### PROBLEM TO SOLVE
Reproduce word for word the section of the Little Vumbura camp description below that opens with the words containing "Little Vumbura is connected" and closes with "at the camp.".
___ PROVIDED PASSAGE
Located on a small forested island, packed with jackalberry and mangosteen and fringed by bulrush wetlands, Little Vumbura is a six tented camp offering a wide range of activities ranging from land based wildlife drives to mokoro trips through the year.
Set on the concession east of Duba Plains, the Vumbura Game Management Area (NG23) is slightly more diverse in its terrain and therefore also in its resident wildlife. The camp is accessed by boat which makes for an exciting arrival through the bulrush marsh.
On arrival at the jetty there is a small wooden walkway over a reed marsh full of lily-pads, into the main area of Little Vumbura where there is a dining room, open-air deck, bar, fire pit and plunge pool.
Food & service
Characterised by striking blue seating, dyed by a naturally occurring pigment found in Botswana, and by great swathes of space, the main mess area is a lovely place to eat and meet. The food is beautifully presented, the service amicable without being overbearing.
Little Vumbura is connected by pathways on the ground, and shrouded in trees, which lend the camp a very natural feel. Although Little Vumbura originally started life as a four tented camp it was so popular that they decided to add two more. The tents now are extremely luxurious.
Each has a view of the seasonal plains that fill during the flood months (June through to October); each possesses a double bed, lounge and veranda. All the tents are en-suite with hot and cold running water and there is also an external shower area adjoined to each. The style of the rooms is relaxed, with neutral colours and natural fabrics dominating. Please note there is no Wi-Fi at the camp.
On top of the drives and mekoro trips, activities include guided walks, bush picnics and sundowners.
Researcher Simon Dures is examining the genetic structure of the lion population living in Botswana’s Okavango Delta.
Five local villages worked together to form the Okavango Community Trust, which subsequently partnered with Wilderness. Its main role is to ensure the positive benefits of ecotourism are shared equally among the local community, and it has successfully advocated for greater training in both conservation and work based skills.
Wilderness Safaris supports Children in the Wilderness, a programme which provides educational life skills and environmental awareness for children who live in villages close to conservation areas. At this moment in time (2018) CITW has benefited over 10,000 children from seven African countries.
______
___ THE DATA
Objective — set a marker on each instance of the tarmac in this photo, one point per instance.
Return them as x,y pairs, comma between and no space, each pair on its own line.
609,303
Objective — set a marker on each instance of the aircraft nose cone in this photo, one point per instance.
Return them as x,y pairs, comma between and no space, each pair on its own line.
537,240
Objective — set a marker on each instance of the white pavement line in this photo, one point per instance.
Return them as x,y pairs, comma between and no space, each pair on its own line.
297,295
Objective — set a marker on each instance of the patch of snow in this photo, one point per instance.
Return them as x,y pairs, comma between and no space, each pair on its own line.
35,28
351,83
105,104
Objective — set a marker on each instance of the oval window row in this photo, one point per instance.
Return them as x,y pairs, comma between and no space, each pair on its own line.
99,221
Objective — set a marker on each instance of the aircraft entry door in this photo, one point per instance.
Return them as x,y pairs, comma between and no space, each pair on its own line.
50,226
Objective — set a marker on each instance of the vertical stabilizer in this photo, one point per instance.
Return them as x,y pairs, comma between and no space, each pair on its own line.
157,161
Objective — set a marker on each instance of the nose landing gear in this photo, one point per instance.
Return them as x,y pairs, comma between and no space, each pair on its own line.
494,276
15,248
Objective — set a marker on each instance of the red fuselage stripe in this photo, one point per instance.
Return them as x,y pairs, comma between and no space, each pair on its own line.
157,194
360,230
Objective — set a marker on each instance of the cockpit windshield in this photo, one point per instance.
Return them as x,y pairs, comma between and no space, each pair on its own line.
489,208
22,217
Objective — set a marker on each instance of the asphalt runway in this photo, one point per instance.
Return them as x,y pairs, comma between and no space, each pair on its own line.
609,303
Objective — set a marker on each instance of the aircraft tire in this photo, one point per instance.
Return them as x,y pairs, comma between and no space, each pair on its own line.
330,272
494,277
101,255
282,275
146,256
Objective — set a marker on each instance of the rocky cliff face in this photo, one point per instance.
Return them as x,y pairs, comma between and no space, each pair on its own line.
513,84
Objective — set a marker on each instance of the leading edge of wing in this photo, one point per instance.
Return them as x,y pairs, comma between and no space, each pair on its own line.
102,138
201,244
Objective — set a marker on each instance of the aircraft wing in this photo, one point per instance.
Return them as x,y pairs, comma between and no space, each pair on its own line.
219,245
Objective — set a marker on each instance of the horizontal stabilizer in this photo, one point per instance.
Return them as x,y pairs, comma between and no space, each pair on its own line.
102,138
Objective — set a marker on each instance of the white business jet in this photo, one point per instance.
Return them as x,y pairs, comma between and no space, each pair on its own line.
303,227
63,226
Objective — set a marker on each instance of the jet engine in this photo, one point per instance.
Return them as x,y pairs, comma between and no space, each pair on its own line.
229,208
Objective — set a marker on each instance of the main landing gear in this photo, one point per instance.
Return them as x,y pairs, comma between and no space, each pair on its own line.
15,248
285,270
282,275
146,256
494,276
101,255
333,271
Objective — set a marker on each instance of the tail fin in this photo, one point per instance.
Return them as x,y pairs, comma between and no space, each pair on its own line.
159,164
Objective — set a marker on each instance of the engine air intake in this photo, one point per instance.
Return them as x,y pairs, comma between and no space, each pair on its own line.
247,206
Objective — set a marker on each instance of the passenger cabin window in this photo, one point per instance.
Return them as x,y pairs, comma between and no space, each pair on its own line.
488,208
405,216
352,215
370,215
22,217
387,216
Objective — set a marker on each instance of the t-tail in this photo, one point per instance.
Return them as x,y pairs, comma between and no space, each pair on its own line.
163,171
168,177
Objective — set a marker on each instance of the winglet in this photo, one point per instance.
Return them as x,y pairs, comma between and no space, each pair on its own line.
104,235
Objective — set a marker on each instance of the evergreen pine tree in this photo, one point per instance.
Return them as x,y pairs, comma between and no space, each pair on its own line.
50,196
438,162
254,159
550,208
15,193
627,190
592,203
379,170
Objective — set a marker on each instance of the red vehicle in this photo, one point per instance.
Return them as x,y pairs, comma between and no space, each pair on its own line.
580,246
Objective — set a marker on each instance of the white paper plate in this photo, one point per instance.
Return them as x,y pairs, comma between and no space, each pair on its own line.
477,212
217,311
______
### EXERCISE SOLUTION
Little Vumbura is connected by pathways on the ground, and shrouded in trees, which lend the camp a very natural feel. Although Little Vumbura originally started life as a four tented camp it was so popular that they decided to add two more. The tents now are extremely luxurious.
Each has a view of the seasonal plains that fill during the flood months (June through to October); each possesses a double bed, lounge and veranda. All the tents are en-suite with hot and cold running water and there is also an external shower area adjoined to each. The style of the rooms is relaxed, with neutral colours and natural fabrics dominating. Please note there is no Wi-Fi at the camp.